JOB 1:
Answer these about the lab text on replicating a lock server:
(a) What two fields make up a viewstamp?
(b) What protocol does the RSM use to agree on the current master and node membership?
(c) What command sets up and switches to the new lab8 branch?

EXTRACT TO READ:
In this lab you
will replicate your lock server using the replicated state machine (RSM)
approach (see Schneider's RSM paper for a good,
but non-required, reference. We have also discussed an example replicated state machine
in the Lecture.) In the replicated state machine approach, one machine is the
master and the others are slaves. The master is in charge of receiving requests
from clients and executing them on all replicas. To ensure that all replicas
have identical state, the replicas must execute all requests in the same order
and all requests must produce the same result on all replicas (i.e., the
handlers must be deterministic). The RSM uses the Paxos
protocol implemented in the previous lab to agree on the current master and
node membership to cope with failed and re-joined replicas.
To ensure all
requests are executed in a unique total order, the master assigns each request
a viewstamp number which dictates the
total order. The viewstamp consists of two fields, the view number (obtained from Paxos) and a monotonically increasing sequence number. The viewstamps assigned to all RSM requests dictate a total
order among them. In particular, viewstamps with a
lower view number are ordered before those with a higher view number. Within
the same view number, viewstamps with lower seqnos are ordered before those with higher seqnos. How do we guarantee all viewstamps
form a unique total order? This is because Paxos
guarantees all view numbers form a total order. Additionally, within each view,
all nodes agree on the current view's membership and thus each RSM node can use
the agreed upon membership to agree on a unique master who is the only one that
can assign each request an increasing seqno to
properly order requests within a view.
The primary task in
the lab is building a RSM library on top of our existing RPC library so that
you can plug in any RPC program you have written so far and replicate it. To
ensure the appropriate behavior, however, there are certain constraints on the
RPC handlers. Most importantly, the RPC handlers must run to completion without
blocking, and be deterministic and idempotent. These constraints will ensure
that all replicas execute all requests in the same order and with the same
result. Once you have built the RSM library we will ask you to replicate the
lock server you built in previous labs using RSM. In this lab it should become
clear why we asked you to write the lock server in a way so that there are no
blocking RPC handlers, and why we asked you to include sequence numbers.
Begin by updating
your lab directory with the new infrastructure code for lab 8. Since you
are building on the past labs, make sure your code passes all tests for
previous labs before starting in on this lab.
% cd ~/lab
% git commit -am 'my solution to lab7'
Created commit ...
% git pull
remote: Generating pack...
...
% git checkout -b lab8 origin/lab8
Branch lab8 set up to track remote branch refs/remotes/origin/lab8.
Switched to a new branch "lab8"

RECORDS SHOWN:
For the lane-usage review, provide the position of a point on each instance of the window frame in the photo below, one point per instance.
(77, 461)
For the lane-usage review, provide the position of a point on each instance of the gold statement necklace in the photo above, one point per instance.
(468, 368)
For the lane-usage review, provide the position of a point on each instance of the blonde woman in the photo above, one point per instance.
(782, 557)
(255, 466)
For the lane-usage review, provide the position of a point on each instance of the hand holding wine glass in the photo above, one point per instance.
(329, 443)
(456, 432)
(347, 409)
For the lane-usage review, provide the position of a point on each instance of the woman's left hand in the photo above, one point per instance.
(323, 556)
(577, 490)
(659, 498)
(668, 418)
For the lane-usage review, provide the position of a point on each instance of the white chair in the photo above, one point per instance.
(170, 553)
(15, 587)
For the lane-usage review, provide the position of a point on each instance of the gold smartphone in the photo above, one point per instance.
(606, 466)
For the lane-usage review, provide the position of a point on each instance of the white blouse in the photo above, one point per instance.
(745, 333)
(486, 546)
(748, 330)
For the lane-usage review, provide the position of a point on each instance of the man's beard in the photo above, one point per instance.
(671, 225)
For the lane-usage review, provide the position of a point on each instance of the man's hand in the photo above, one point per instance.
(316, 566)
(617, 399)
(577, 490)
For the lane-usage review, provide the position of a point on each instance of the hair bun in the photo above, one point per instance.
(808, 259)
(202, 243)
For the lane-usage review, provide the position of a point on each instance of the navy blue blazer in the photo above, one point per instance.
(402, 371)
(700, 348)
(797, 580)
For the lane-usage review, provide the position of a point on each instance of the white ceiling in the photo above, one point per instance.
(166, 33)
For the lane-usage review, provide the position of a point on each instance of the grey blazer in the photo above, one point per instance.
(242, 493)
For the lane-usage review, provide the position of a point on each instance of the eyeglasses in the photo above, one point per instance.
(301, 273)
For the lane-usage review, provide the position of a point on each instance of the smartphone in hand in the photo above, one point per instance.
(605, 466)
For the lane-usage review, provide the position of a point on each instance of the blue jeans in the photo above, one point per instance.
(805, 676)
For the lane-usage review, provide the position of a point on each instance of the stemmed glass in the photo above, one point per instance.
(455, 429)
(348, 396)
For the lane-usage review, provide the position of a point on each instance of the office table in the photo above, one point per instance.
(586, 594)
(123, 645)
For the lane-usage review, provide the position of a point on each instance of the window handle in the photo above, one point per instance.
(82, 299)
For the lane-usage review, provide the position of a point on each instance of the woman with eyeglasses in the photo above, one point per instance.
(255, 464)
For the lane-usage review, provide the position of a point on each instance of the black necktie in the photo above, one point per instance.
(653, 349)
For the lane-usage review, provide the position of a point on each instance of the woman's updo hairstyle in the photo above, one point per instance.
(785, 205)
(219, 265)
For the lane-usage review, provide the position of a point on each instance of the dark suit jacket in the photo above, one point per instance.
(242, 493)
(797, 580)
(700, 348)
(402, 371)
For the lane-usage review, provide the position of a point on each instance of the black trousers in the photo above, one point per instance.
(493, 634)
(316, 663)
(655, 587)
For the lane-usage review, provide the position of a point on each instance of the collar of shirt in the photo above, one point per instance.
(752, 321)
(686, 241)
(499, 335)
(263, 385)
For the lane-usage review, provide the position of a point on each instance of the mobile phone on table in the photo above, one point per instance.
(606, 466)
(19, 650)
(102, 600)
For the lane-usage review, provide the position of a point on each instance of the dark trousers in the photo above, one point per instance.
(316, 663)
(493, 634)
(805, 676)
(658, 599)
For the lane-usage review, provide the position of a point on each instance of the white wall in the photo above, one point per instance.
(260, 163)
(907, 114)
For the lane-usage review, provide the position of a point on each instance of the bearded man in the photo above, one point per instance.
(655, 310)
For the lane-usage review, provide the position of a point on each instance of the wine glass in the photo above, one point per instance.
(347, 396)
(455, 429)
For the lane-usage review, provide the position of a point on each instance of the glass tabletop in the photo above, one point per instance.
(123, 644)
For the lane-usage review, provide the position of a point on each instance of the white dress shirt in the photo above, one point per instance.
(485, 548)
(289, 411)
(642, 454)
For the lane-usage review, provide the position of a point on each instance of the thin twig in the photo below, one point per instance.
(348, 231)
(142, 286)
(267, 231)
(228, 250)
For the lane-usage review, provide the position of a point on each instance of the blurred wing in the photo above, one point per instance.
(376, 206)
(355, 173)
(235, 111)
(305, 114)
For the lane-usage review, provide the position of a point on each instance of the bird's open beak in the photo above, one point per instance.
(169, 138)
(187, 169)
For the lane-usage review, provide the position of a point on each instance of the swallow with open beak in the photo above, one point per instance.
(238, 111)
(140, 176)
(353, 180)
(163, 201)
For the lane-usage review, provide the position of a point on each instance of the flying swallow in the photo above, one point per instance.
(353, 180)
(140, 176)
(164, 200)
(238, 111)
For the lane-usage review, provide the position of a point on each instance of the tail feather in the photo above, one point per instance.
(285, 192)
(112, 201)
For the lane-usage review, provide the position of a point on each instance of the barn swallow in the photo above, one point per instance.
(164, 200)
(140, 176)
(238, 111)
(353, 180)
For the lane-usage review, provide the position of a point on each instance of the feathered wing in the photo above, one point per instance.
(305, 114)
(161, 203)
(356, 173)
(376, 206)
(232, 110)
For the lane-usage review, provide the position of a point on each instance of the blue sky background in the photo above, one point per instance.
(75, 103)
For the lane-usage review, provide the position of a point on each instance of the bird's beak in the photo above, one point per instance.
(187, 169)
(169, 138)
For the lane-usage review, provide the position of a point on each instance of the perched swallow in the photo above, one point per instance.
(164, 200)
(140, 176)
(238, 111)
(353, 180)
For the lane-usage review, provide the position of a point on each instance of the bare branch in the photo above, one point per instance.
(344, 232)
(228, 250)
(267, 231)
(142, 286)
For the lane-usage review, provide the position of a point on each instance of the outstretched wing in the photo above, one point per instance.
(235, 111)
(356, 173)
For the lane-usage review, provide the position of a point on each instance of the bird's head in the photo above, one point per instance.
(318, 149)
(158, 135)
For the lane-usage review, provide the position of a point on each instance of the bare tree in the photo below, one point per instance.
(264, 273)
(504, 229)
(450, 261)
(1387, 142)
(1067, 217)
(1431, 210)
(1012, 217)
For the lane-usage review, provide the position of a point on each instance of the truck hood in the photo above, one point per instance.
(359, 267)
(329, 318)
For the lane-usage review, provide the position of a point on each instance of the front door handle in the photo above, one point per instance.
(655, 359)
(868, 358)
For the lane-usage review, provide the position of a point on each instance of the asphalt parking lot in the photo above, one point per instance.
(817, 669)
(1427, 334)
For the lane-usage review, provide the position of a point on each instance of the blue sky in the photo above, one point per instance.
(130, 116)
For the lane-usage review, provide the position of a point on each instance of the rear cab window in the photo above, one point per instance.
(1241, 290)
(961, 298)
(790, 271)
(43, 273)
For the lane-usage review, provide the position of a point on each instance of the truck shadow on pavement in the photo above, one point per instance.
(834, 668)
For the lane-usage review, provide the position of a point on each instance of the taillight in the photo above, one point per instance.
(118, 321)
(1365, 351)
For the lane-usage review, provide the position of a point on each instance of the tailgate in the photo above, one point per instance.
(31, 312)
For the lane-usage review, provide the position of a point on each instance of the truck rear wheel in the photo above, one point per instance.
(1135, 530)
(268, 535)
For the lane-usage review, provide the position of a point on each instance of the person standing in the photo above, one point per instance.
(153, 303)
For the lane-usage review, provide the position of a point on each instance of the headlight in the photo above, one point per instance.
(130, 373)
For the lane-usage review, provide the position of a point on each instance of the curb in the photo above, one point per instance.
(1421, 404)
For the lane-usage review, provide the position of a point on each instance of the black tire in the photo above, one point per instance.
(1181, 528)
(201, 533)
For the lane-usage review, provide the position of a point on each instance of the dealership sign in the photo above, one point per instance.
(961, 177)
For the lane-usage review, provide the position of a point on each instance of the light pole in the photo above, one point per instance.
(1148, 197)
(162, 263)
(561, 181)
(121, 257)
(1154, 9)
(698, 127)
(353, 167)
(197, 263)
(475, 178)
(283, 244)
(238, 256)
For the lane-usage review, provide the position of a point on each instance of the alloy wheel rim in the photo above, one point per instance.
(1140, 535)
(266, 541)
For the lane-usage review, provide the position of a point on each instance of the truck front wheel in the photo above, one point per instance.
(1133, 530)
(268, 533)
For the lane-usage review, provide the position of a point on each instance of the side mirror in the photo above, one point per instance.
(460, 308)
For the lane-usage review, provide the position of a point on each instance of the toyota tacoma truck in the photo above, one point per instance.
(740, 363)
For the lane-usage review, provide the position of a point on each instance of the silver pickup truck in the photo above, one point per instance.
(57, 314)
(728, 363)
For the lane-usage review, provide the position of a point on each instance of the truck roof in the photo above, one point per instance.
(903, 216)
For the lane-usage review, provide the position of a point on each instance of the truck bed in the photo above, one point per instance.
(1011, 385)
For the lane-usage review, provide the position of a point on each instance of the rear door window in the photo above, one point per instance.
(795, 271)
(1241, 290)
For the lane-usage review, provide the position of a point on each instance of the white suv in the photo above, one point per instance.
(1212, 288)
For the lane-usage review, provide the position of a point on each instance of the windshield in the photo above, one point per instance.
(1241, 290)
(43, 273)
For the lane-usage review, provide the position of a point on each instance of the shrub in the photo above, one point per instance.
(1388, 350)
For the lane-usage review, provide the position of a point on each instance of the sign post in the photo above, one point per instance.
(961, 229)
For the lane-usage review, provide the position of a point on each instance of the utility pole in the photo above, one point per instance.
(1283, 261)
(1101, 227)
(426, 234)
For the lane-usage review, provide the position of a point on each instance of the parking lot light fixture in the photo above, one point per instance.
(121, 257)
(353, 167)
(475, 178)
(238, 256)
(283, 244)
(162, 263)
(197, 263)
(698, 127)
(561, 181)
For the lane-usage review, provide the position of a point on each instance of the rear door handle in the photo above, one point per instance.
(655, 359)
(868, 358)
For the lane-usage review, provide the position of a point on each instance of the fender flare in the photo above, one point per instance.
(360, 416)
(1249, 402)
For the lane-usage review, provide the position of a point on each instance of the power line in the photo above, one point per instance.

JOB 2:
List every row above that contains the word "rear". Case counts.

WRITTEN RESPONSE 1:
(a) The view number, obtained from Paxos, and a monotonically increasing sequence number.
(b) Paxos, implemented in the previous lab.
(c) git checkout -b lab8 origin/lab8

WRITTEN RESPONSE 2:
For the lane-usage review, provide the position of a point on each instance of the rear cab window in the photo above, one point per instance.
For the lane-usage review, provide the position of a point on each instance of the truck rear wheel in the photo above, one point per instance.
For the lane-usage review, provide the position of a point on each instance of the rear door window in the photo above, one point per instance.
For the lane-usage review, provide the position of a point on each instance of the rear door handle in the photo above, one point per instance.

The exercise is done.